> _Available data_:
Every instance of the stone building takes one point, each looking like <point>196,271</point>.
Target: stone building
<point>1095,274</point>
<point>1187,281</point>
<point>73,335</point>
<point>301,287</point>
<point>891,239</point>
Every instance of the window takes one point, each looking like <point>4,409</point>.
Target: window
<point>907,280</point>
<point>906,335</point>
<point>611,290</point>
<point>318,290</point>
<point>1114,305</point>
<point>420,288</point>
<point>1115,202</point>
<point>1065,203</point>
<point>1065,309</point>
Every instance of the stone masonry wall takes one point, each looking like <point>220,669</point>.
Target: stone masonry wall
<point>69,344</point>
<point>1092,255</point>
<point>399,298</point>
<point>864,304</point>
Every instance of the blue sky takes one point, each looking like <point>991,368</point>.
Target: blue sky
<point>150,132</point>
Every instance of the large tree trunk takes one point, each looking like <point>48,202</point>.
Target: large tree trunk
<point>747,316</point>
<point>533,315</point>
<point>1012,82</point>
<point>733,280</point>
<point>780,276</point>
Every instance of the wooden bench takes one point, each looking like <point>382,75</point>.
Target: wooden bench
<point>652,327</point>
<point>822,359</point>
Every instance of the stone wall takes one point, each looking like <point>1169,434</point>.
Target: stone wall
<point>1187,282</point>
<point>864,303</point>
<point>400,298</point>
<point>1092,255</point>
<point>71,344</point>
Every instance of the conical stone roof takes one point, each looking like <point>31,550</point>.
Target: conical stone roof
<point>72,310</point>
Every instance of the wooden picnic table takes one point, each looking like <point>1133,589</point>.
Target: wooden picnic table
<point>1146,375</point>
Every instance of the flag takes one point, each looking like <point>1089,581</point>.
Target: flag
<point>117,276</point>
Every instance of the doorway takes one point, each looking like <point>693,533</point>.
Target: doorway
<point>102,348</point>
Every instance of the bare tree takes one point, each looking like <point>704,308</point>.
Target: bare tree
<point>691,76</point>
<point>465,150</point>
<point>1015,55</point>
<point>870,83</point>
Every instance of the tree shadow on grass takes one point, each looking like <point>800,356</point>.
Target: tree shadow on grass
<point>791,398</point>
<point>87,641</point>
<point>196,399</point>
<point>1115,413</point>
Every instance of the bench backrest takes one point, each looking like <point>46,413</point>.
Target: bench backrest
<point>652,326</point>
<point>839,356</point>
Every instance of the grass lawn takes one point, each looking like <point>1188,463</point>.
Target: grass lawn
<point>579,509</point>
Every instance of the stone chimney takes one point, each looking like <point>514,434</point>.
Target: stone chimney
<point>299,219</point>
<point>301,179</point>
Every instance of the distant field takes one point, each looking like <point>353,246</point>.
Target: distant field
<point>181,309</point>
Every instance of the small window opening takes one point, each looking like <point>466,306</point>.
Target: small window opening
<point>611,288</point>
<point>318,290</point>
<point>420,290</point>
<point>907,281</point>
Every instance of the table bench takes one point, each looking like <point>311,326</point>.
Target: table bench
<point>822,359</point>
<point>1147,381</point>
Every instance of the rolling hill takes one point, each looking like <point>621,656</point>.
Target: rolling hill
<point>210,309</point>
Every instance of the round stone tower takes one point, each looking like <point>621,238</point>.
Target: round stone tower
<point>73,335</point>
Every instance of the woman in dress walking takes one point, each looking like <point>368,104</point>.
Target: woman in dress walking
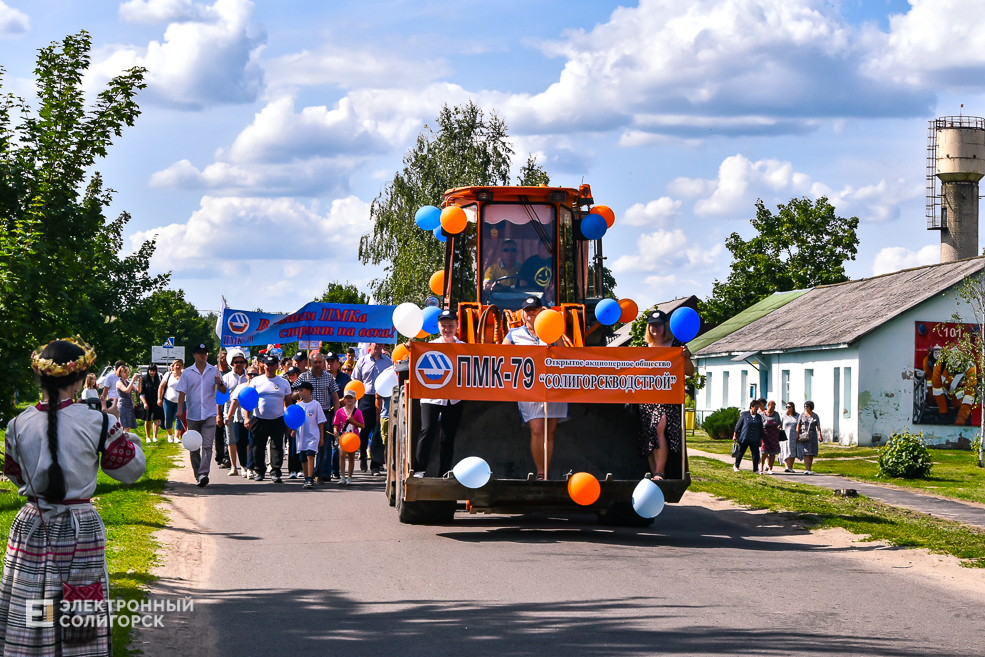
<point>57,542</point>
<point>126,387</point>
<point>661,424</point>
<point>788,447</point>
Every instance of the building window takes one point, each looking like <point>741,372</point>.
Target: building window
<point>847,395</point>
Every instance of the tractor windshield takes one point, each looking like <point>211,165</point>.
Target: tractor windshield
<point>518,253</point>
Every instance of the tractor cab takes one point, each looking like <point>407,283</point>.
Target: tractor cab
<point>523,241</point>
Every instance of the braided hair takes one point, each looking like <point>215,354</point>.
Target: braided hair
<point>61,352</point>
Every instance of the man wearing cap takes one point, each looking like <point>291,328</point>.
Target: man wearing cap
<point>266,421</point>
<point>325,391</point>
<point>236,434</point>
<point>367,369</point>
<point>197,387</point>
<point>533,412</point>
<point>439,417</point>
<point>334,363</point>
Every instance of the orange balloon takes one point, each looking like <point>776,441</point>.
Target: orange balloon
<point>629,310</point>
<point>583,488</point>
<point>607,214</point>
<point>400,352</point>
<point>549,326</point>
<point>357,387</point>
<point>350,442</point>
<point>438,282</point>
<point>454,220</point>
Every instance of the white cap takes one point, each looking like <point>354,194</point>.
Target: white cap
<point>232,353</point>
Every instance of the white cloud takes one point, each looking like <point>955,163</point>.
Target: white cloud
<point>163,11</point>
<point>13,21</point>
<point>666,250</point>
<point>895,258</point>
<point>212,59</point>
<point>654,213</point>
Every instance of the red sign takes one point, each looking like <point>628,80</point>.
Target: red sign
<point>598,375</point>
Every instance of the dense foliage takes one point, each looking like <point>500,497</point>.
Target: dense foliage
<point>60,268</point>
<point>905,456</point>
<point>465,148</point>
<point>803,245</point>
<point>721,423</point>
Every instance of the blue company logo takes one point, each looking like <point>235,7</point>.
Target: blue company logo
<point>433,369</point>
<point>238,323</point>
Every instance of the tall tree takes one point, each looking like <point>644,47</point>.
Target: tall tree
<point>60,269</point>
<point>465,148</point>
<point>803,245</point>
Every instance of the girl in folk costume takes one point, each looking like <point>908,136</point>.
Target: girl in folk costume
<point>56,548</point>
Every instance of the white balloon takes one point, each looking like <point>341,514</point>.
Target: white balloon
<point>408,319</point>
<point>191,440</point>
<point>386,382</point>
<point>648,499</point>
<point>472,472</point>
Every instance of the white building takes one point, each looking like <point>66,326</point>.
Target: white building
<point>855,349</point>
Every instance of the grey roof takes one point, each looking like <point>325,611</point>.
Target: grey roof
<point>841,314</point>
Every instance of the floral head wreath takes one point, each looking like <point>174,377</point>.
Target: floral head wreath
<point>48,367</point>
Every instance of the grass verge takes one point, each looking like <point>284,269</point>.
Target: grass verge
<point>131,515</point>
<point>818,508</point>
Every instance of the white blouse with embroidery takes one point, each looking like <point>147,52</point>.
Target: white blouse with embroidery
<point>78,444</point>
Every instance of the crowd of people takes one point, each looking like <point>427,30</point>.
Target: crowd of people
<point>768,434</point>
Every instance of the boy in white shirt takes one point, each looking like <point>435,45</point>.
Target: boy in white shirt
<point>310,435</point>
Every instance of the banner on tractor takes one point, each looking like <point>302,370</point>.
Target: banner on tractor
<point>330,322</point>
<point>595,375</point>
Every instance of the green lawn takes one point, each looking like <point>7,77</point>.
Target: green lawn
<point>819,508</point>
<point>131,516</point>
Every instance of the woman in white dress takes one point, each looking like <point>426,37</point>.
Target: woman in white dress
<point>533,412</point>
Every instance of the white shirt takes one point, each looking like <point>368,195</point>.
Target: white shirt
<point>272,392</point>
<point>199,389</point>
<point>234,381</point>
<point>443,402</point>
<point>169,392</point>
<point>308,434</point>
<point>110,383</point>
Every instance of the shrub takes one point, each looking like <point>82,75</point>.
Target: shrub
<point>905,456</point>
<point>721,423</point>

> _Task brief_: Transcribe each of the records above precisely, with no pictures in the copy.

> _Answer below_:
Every instance of the stone building takes one point, each looking like <point>196,271</point>.
Target: stone building
<point>1095,274</point>
<point>1187,281</point>
<point>73,335</point>
<point>301,287</point>
<point>891,239</point>
Every instance of the window takes one point, each looking like <point>4,409</point>.
Target: window
<point>907,280</point>
<point>906,335</point>
<point>611,290</point>
<point>318,290</point>
<point>1114,305</point>
<point>420,288</point>
<point>1115,202</point>
<point>1065,203</point>
<point>1065,309</point>
Every instance of the stone masonry wall takes one point, each looking like <point>220,669</point>.
Target: stone masonry wall
<point>69,344</point>
<point>1092,255</point>
<point>399,298</point>
<point>864,304</point>
Every instance of the blue sky takes one point, each looking like <point>991,368</point>.
Target: blue sky
<point>150,132</point>
Every instance of the large tree trunk takes one point, each looking like <point>48,202</point>.
Target: large tree trunk
<point>747,316</point>
<point>533,315</point>
<point>1012,82</point>
<point>733,280</point>
<point>780,276</point>
Every instance of the wooden bench takes one point, each looking like <point>382,75</point>.
Target: wooden bench
<point>652,327</point>
<point>822,359</point>
Every instance of the stone wall takes one point, each looking like <point>1169,434</point>.
Target: stone wall
<point>1187,282</point>
<point>864,303</point>
<point>400,298</point>
<point>1092,255</point>
<point>71,344</point>
Every instance of the conical stone roof takes one point, each looking like <point>31,550</point>.
Target: conical stone roof
<point>72,310</point>
Every instance of the wooden picnic table takes one point, each looking like <point>1133,589</point>.
Target: wooden picnic table
<point>1146,375</point>
Every instance of the flag takes one point, each looking like <point>1089,581</point>.
Target: flag
<point>117,276</point>
Every instance of the doorway takes one point, each looking like <point>693,533</point>.
Target: doorway
<point>102,348</point>
Every instance of the bare tree takes one point, each looking like <point>704,308</point>.
Target: bare tree
<point>691,76</point>
<point>465,150</point>
<point>1015,55</point>
<point>870,83</point>
Every instance of the tree shadow on grass takes one point, each looking like <point>800,356</point>.
Target: tree shadow on grass
<point>791,398</point>
<point>87,641</point>
<point>196,399</point>
<point>1115,413</point>
Every instance of the bench backrest takes one point, each looking like <point>46,413</point>.
Target: bench backrest
<point>652,326</point>
<point>839,356</point>
Every instance of the grass lawn takes one point, each looking like <point>1188,463</point>.
Target: grass lawn
<point>579,509</point>
Every instance of the stone chimney takes one point, each looking like <point>514,434</point>.
Target: stone chimney
<point>299,219</point>
<point>301,179</point>
Every instance of the distant field takes one point, each looking like <point>353,246</point>.
Target: distant field
<point>181,309</point>
Every instance of the small window opening takes one point, each looking like <point>466,306</point>.
Target: small window opening
<point>611,288</point>
<point>318,290</point>
<point>420,290</point>
<point>907,281</point>
Every instance of the table bench takes one point, each looking like <point>311,326</point>.
Target: table bench
<point>822,359</point>
<point>1147,381</point>
Every instance of the rolling hill takes one point, each looking like <point>621,656</point>.
Target: rolling hill
<point>210,309</point>
Every instance of the round stone tower takes one point, each looking like <point>621,238</point>.
Target: round stone tower
<point>73,335</point>
Every instance of the woman in dress walking takes one point, each looking like <point>368,104</point>.
Target: woman in dress walking
<point>57,542</point>
<point>126,387</point>
<point>661,424</point>
<point>788,447</point>
Every instance of the building window takes one point, each looking like <point>741,372</point>.
Target: building window
<point>847,395</point>
Every instance of the tractor windshield takes one point, each looking like <point>211,165</point>.
Target: tractor windshield
<point>518,253</point>
Every instance of the tractor cab takes one point, each looking like <point>407,283</point>.
Target: tractor cab
<point>523,241</point>
Every instance of the braided hair takes one point, each looking like <point>215,354</point>.
Target: braided hair
<point>61,352</point>
Every instance of the man wearing cap takes one point, each looking like <point>291,328</point>.
Target: man wearing cap
<point>266,421</point>
<point>325,391</point>
<point>236,434</point>
<point>367,369</point>
<point>197,387</point>
<point>533,412</point>
<point>439,417</point>
<point>334,363</point>
Every instance of the orange balloon takes one point, each looking like <point>776,441</point>.
Target: orange balloon
<point>629,310</point>
<point>583,488</point>
<point>607,214</point>
<point>400,352</point>
<point>549,326</point>
<point>357,387</point>
<point>350,442</point>
<point>438,282</point>
<point>454,220</point>
Every instance of the white cap takes one point, each looking like <point>354,194</point>.
Target: white cap
<point>232,353</point>
Every instance of the white cloud takes one point, each looking like <point>955,163</point>.
Target: white cloud
<point>163,11</point>
<point>13,21</point>
<point>666,250</point>
<point>895,258</point>
<point>212,59</point>
<point>654,213</point>
Every instance of the red sign takes one point, each looking like <point>628,80</point>.
Target: red sign
<point>598,375</point>
Every instance of the dense foliage takes one point, each looking like <point>500,497</point>.
Target: dense foliage
<point>60,268</point>
<point>905,456</point>
<point>465,148</point>
<point>803,245</point>
<point>721,423</point>
Every instance of the blue company logo takes one point, each looking like <point>235,7</point>.
Target: blue company logo
<point>433,369</point>
<point>238,323</point>
Every instance of the tall tree takes one point, each looking like <point>644,47</point>.
Target: tall tree
<point>60,269</point>
<point>465,148</point>
<point>803,245</point>
Every instance of the girl in folk costume takes one point, each looking like <point>908,136</point>.
Target: girl in folk costume
<point>56,548</point>
Every instance of the white balloon takes one point, each looking like <point>341,514</point>.
Target: white balloon
<point>408,319</point>
<point>191,440</point>
<point>386,382</point>
<point>648,499</point>
<point>472,472</point>
Every instance of the white building takes one point, each looking like <point>66,326</point>.
Target: white building
<point>855,349</point>
Every instance of the grey roof takes one point, each looking like <point>325,611</point>.
Target: grey roof
<point>841,314</point>
Every instance of the floral head wreath takes one point, each looking like <point>174,377</point>.
Target: floral head wreath
<point>48,367</point>
Every instance of the grass verge takes one point, each looking like <point>284,269</point>.
Target: grass verge
<point>131,515</point>
<point>818,508</point>
Every instance of the white blouse with embroidery takes one point, each looking like <point>147,52</point>.
Target: white blouse with embroidery
<point>78,444</point>
Every instance of the crowd of people takes one point, each looking like <point>427,30</point>.
Target: crowd of people
<point>768,434</point>
Every instance of the boy in white shirt takes one point, each looking like <point>435,45</point>.
Target: boy in white shirt
<point>310,435</point>
Every instance of the banner on tractor takes one point, each looking like <point>302,370</point>.
Target: banner on tractor
<point>330,322</point>
<point>595,375</point>
Every instance of the green lawn takes one point, each looking like <point>7,77</point>.
Target: green lawn
<point>819,508</point>
<point>131,516</point>
Every instance of the woman in white dress takes one point, each looking like <point>426,37</point>.
Target: woman in white dress
<point>533,412</point>
Every instance of the white shirt takes one point, each looking like <point>368,195</point>.
Target: white shirt
<point>272,392</point>
<point>199,389</point>
<point>234,381</point>
<point>443,402</point>
<point>169,392</point>
<point>308,434</point>
<point>110,383</point>
Every instance of the shrub takes one point, each looking like <point>82,75</point>.
Target: shrub
<point>905,456</point>
<point>721,423</point>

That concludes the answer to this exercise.